◆ **Stated exercise**:
Quote, word for word, the stretch of the passage on Kenya's political history from "Historically, Kenya’s political" through "then bitter enemies.".

◆ **Reading text**:
"""

Historically, Kenya’s political leaders have shown preference for the presidency. The 1963 Independence Constitution, the most democratic Constitution Kenya has had, accommodating ethnic diversity, powers to the regions (similar to but with more authority, covering larger areas than the counties now), police powers shared by the centre and regions, a strong Senate, representing regions, to protect the entire system, and a strong entrenchment of all this — requiring 90 per cent of the vote in both Houses. The champion of the unitary system was Jomo Kenyatta, and that of regionalism was Daniel Moi, then bitter enemies.

"""

◆ **Listed records**:
"""

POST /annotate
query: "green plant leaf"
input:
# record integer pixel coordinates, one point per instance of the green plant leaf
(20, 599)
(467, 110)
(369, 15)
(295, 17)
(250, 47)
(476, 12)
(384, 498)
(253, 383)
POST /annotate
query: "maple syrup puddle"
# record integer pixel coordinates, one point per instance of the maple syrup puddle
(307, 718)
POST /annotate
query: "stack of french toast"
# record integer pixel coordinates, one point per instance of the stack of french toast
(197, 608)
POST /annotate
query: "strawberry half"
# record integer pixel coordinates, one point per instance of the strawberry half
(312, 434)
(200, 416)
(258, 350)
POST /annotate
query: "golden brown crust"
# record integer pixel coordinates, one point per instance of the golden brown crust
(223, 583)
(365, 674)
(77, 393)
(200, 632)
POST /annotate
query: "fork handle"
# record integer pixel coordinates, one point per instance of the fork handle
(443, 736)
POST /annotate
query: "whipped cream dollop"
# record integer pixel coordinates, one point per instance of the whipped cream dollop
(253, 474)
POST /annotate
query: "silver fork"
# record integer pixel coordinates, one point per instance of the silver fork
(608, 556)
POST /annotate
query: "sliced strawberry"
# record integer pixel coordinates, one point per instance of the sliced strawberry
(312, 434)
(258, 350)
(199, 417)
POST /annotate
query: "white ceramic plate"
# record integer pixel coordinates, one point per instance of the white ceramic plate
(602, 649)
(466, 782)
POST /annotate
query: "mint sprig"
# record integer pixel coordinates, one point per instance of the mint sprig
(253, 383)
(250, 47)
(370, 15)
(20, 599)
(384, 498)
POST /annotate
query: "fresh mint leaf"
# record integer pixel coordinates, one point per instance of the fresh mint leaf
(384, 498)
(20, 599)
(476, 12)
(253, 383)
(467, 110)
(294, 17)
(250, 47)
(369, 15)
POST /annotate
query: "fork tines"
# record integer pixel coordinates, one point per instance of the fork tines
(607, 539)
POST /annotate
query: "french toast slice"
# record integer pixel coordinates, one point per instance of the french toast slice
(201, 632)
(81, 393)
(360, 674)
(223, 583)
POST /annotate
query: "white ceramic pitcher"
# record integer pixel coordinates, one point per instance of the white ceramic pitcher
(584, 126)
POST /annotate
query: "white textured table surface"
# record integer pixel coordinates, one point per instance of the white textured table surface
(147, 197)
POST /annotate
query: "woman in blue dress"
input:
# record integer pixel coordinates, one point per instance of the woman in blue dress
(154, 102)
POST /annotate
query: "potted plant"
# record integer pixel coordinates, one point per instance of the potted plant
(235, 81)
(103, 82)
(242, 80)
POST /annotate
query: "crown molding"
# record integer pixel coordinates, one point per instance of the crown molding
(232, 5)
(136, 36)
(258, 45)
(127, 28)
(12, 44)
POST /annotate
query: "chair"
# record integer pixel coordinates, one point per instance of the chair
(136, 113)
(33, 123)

"""

◆ **Written solution**:
Historically, Kenya’s political leaders have shown preference for the presidency. The 1963 Independence Constitution, the most democratic Constitution Kenya has had, accommodating ethnic diversity, powers to the regions (similar to but with more authority, covering larger areas than the counties now), police powers shared by the centre and regions, a strong Senate, representing regions, to protect the entire system, and a strong entrenchment of all this — requiring 90 per cent of the vote in both Houses. The champion of the unitary system was Jomo Kenyatta, and that of regionalism was Daniel Moi, then bitter enemies.